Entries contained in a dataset
########################################
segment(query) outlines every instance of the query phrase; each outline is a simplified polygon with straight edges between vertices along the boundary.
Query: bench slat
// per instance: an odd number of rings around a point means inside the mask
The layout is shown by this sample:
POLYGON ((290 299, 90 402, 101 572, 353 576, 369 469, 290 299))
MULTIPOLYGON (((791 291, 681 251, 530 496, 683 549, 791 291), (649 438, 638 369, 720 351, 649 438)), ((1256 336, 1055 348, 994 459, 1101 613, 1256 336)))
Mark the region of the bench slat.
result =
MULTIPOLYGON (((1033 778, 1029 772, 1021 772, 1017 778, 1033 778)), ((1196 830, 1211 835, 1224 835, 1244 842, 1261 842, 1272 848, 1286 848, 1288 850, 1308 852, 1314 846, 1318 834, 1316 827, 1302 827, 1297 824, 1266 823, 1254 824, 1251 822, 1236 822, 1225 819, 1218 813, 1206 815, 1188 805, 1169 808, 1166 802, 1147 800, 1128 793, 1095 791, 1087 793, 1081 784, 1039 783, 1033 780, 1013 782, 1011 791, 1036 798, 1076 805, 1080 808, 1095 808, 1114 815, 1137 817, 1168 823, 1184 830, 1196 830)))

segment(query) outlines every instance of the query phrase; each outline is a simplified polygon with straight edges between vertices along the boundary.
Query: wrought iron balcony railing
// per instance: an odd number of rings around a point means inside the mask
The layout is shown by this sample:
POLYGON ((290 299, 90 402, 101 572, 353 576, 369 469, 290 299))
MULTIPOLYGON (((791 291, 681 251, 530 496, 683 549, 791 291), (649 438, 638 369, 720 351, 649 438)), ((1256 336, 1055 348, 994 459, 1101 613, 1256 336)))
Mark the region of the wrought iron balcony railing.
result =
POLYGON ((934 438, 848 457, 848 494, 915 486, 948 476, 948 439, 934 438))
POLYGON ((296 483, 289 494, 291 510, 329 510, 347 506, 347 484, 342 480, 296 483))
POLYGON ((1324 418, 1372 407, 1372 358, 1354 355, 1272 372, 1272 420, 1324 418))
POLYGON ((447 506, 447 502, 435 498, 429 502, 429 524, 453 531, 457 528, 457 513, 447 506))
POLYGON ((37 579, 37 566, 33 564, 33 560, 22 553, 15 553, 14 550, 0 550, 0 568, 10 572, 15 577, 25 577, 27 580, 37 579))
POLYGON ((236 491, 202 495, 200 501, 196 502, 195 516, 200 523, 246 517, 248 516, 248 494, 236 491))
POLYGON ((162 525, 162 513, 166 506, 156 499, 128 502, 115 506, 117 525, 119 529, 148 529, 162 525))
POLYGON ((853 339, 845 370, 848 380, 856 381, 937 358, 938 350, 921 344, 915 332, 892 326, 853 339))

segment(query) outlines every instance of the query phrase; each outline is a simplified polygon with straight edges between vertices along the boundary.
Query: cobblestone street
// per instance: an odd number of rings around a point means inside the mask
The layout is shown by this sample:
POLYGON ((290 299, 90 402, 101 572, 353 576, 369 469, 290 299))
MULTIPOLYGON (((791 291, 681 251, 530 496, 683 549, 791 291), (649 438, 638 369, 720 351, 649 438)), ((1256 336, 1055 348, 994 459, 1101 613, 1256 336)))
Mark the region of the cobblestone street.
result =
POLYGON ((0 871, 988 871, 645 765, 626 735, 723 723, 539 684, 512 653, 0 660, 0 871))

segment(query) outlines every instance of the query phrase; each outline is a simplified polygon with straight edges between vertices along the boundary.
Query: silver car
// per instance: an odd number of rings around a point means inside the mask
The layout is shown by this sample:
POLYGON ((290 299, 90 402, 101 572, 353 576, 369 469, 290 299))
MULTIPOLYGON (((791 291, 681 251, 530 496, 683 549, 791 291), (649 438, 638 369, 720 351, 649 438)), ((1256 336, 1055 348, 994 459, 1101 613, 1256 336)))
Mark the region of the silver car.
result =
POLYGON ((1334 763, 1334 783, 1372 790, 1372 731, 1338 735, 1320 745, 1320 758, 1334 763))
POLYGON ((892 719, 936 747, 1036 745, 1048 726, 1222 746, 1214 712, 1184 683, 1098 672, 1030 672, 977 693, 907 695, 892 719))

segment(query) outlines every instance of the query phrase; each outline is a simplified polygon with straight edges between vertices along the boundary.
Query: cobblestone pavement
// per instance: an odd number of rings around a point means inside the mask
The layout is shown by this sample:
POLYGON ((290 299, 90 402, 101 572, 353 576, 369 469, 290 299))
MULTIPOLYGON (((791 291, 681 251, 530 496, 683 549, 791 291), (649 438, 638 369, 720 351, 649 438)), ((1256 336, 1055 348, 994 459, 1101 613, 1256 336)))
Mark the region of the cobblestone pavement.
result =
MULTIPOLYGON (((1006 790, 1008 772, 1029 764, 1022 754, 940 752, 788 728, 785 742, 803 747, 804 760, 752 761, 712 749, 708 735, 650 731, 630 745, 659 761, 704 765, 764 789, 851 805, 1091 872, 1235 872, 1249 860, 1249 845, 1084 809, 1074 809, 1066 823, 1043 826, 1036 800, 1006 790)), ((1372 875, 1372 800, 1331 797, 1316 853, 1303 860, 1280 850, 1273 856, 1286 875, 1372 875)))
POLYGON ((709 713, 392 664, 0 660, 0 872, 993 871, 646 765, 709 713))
########################################
**Required task**. Convert every line of the entries above into a Markdown table with the columns Row and Entry line, leaving out blank lines.

**Task result**.
| Row | Entry line |
|---|---|
| 1 | segment(query) outlines every instance of the query phrase; each outline is a simplified polygon with straight edges between vertices along the boundary. |
| 2 | Query: bench slat |
| 3 | // per instance: an odd number of rings around a point means inside the mask |
| 4 | The layout is shown by this sample: |
| 5 | POLYGON ((290 299, 90 402, 101 572, 353 576, 369 469, 290 299)) |
| 6 | MULTIPOLYGON (((791 291, 681 251, 530 496, 683 549, 791 291), (649 438, 638 369, 720 351, 649 438)), ((1256 336, 1055 348, 994 459, 1101 613, 1256 336))) |
| 7 | Mark the region of the bench slat. |
| 8 | result = |
| 9 | MULTIPOLYGON (((1033 778, 1029 772, 1021 772, 1017 778, 1033 778)), ((1196 830, 1211 835, 1224 835, 1244 842, 1261 842, 1272 848, 1286 848, 1288 850, 1308 852, 1314 846, 1318 834, 1316 827, 1302 827, 1297 824, 1266 823, 1254 824, 1251 822, 1236 822, 1225 819, 1218 813, 1206 815, 1188 805, 1169 808, 1166 802, 1147 800, 1128 793, 1095 791, 1087 793, 1081 784, 1039 783, 1033 780, 1013 782, 1011 791, 1036 798, 1076 805, 1080 808, 1095 808, 1114 815, 1137 817, 1168 823, 1184 830, 1196 830))) |
| 10 | segment(query) outlines every instance of the query phrase; each outline is a simplified polygon with straight edges between vertices along the boundary. |
| 11 | Query: wrought iron balcony railing |
| 12 | // per instance: an odd number of rings around a point means inside the mask |
| 13 | The layout is shown by this sample: |
| 14 | POLYGON ((290 299, 90 402, 101 572, 353 576, 369 469, 290 299)) |
| 15 | MULTIPOLYGON (((791 291, 681 251, 530 496, 683 549, 791 291), (649 438, 638 369, 720 351, 649 438)), ((1256 336, 1055 348, 994 459, 1101 613, 1256 336))) |
| 16 | Mark the region of the wrought iron balcony railing. |
| 17 | result = |
| 18 | POLYGON ((934 438, 848 457, 848 494, 915 486, 948 476, 948 439, 934 438)) |
| 19 | POLYGON ((296 483, 289 494, 291 510, 329 510, 347 506, 347 484, 342 480, 296 483)) |
| 20 | POLYGON ((1324 418, 1372 407, 1372 358, 1354 355, 1272 372, 1272 420, 1324 418)) |
| 21 | POLYGON ((447 506, 447 502, 435 498, 429 502, 429 524, 453 531, 457 528, 457 513, 447 506)) |
| 22 | POLYGON ((37 579, 37 566, 33 564, 33 560, 22 553, 15 553, 14 550, 0 550, 0 568, 10 572, 15 577, 25 577, 27 580, 37 579)) |
| 23 | POLYGON ((236 491, 202 495, 200 501, 196 502, 195 516, 200 523, 246 517, 248 516, 248 494, 236 491)) |
| 24 | POLYGON ((162 525, 162 513, 166 506, 156 499, 128 502, 115 506, 117 525, 119 529, 148 529, 162 525)) |
| 25 | POLYGON ((853 339, 845 370, 848 380, 856 381, 937 358, 938 350, 921 344, 915 332, 892 326, 853 339)) |
| 26 | segment(query) outlines every instance of the query phrase; each outline is a simplified polygon with straight edges between vertices along the boundary. |
| 27 | Query: cobblestone street |
| 28 | // per instance: an odd number of rings around a point means inside the mask |
| 29 | The layout is shown by this sample: |
| 30 | POLYGON ((290 299, 90 402, 101 572, 353 576, 369 469, 290 299)) |
| 31 | MULTIPOLYGON (((791 291, 681 251, 530 496, 683 549, 791 291), (649 438, 638 369, 720 351, 649 438)), ((1256 336, 1055 348, 994 459, 1101 613, 1256 336))) |
| 32 | Mark the region of the cobblestone street. |
| 33 | result = |
| 34 | POLYGON ((0 871, 988 871, 645 765, 626 735, 723 723, 539 684, 512 653, 0 660, 0 871)) |
| 35 | segment(query) outlines every instance of the query phrase; each outline is a simplified polygon with straight edges between vertices along the boundary. |
| 36 | Query: silver car |
| 37 | // per instance: an odd number of rings around a point means inside the mask |
| 38 | The layout is shown by this sample: |
| 39 | POLYGON ((290 299, 90 402, 101 572, 353 576, 369 469, 290 299)) |
| 40 | MULTIPOLYGON (((791 291, 681 251, 530 496, 683 549, 791 291), (649 438, 638 369, 720 351, 649 438)), ((1256 336, 1055 348, 994 459, 1101 613, 1256 336))) |
| 41 | Mark the region of the silver car. |
| 42 | result = |
| 43 | POLYGON ((1334 763, 1334 783, 1372 790, 1372 731, 1338 735, 1320 745, 1320 758, 1334 763)) |
| 44 | POLYGON ((892 719, 936 747, 1036 745, 1048 726, 1222 746, 1214 712, 1184 683, 1098 672, 1030 672, 977 693, 907 695, 892 719)) |
| 45 | segment(query) outlines every instance of the query phrase; each outline is a simplified polygon with straight edges between vertices along the boundary. |
| 46 | Query: cobblestone pavement |
| 47 | // per instance: an odd number of rings around a point means inside the mask |
| 48 | The layout is shown by this sample: |
| 49 | POLYGON ((290 299, 90 402, 101 572, 353 576, 369 469, 290 299)) |
| 50 | MULTIPOLYGON (((791 291, 681 251, 530 496, 683 549, 791 291), (649 438, 638 369, 720 351, 649 438)), ((1256 336, 1055 348, 994 459, 1101 613, 1256 336))) |
| 51 | Mark the region of the cobblestone pavement. |
| 52 | result = |
| 53 | MULTIPOLYGON (((1006 790, 1008 772, 1029 764, 1022 754, 940 752, 788 728, 785 742, 803 747, 804 760, 752 761, 712 749, 708 735, 650 731, 630 745, 659 761, 704 765, 764 789, 851 805, 1091 872, 1235 872, 1249 860, 1249 845, 1084 809, 1074 809, 1066 823, 1043 826, 1036 800, 1006 790)), ((1372 875, 1372 800, 1331 797, 1316 853, 1303 860, 1280 850, 1273 856, 1286 875, 1372 875))) |
| 54 | POLYGON ((709 713, 392 664, 0 660, 0 872, 993 871, 646 765, 709 713)) |